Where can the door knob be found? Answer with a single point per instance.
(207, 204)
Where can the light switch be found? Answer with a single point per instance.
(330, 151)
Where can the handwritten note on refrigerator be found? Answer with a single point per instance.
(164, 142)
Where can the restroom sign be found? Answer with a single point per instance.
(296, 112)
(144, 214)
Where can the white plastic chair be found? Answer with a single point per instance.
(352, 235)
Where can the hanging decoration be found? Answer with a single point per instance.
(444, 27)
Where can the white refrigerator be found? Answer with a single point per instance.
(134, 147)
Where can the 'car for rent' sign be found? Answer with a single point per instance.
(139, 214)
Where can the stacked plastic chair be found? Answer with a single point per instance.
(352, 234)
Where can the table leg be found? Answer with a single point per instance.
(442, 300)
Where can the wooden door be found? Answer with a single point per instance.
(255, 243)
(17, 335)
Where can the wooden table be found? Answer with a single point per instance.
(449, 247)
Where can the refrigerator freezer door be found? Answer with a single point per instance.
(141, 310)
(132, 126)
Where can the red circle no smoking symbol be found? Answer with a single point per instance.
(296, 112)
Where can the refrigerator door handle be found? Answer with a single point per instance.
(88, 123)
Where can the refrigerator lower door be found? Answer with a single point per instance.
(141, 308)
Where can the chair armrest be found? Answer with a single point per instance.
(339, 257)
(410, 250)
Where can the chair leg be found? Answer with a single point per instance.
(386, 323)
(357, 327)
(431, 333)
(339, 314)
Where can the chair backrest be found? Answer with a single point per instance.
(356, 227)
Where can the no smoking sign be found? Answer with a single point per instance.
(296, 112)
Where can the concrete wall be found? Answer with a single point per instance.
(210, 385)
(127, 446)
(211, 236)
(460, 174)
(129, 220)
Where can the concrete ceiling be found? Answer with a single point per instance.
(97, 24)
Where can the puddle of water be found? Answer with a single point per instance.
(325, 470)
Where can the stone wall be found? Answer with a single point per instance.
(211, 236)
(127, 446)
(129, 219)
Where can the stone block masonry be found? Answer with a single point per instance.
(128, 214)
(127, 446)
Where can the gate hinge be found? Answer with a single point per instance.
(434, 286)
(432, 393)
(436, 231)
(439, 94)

● ● ● ● ● ● ●

(SHORT TASK):
Could you repeat all the rows above, substituting "fridge" for every "refrigerator" and leaving everything else unchanged?

(TASK SOLUTION):
Where can the door knob be found? Answer with a single point per instance.
(207, 204)
Where can the light switch be found? Answer with a single point per instance.
(330, 151)
Where can the handwritten note on fridge be found? Answer with a single point per instance.
(164, 142)
Where can the restroom sign be found? Answer with a single point per instance.
(296, 112)
(144, 214)
Where can the white plastic chair be found? Answer with a single point per instance.
(352, 235)
Where can the hanging decoration be found? Answer with a single point per instance.
(444, 27)
Where can the white fridge be found? Answer with a single point per instance.
(134, 147)
Where can the 'car for rent' sign be found? Answer with a single point per instance.
(139, 214)
Where can the stacked plastic chair be found? Answer with a single point per instance.
(352, 234)
Where can the table leg be found? Answer with a single point per instance.
(442, 300)
Where can the wooden door be found? Answer with a single point per instance.
(255, 243)
(17, 335)
Where can the wooden table be found? Answer with a single point per instance.
(449, 247)
Where can the fridge freezer door be found? Answer with a single point per instance.
(141, 310)
(132, 126)
Where can the red circle no smoking symbol be found? Answer with a single point per instance.
(296, 112)
Where can the fridge door handle be found? Answer with a single point per instance.
(88, 123)
Where can the fridge lower door be found? Answer with a single point per instance.
(141, 308)
Where can the chair armrest be found? Answer with a single point per instance.
(339, 257)
(410, 250)
Where can the chair leg be found? Answer with a single point per instance.
(386, 323)
(357, 327)
(431, 333)
(339, 314)
Where can the chair backrest be found? Answer with a single point per instance.
(356, 227)
Where can the no smoking sign be found? Answer with a single point per instance.
(296, 112)
Where can the concrete wall be found? Answer with a single point per instance.
(210, 385)
(127, 446)
(211, 236)
(460, 174)
(129, 220)
Where can the concrete ceiling be found? Answer with a single point per instance.
(97, 24)
Where can the puddle of water be found? Answer with a single point per instance.
(325, 470)
Where can the stone wall be found? Answer with a single point per instance.
(211, 236)
(127, 446)
(129, 219)
Where can the stone block masonry be found? Answer with a single point per instance.
(128, 214)
(127, 446)
Where can the gate hinge be found? Answer with a single point per instance.
(434, 286)
(432, 393)
(436, 231)
(439, 94)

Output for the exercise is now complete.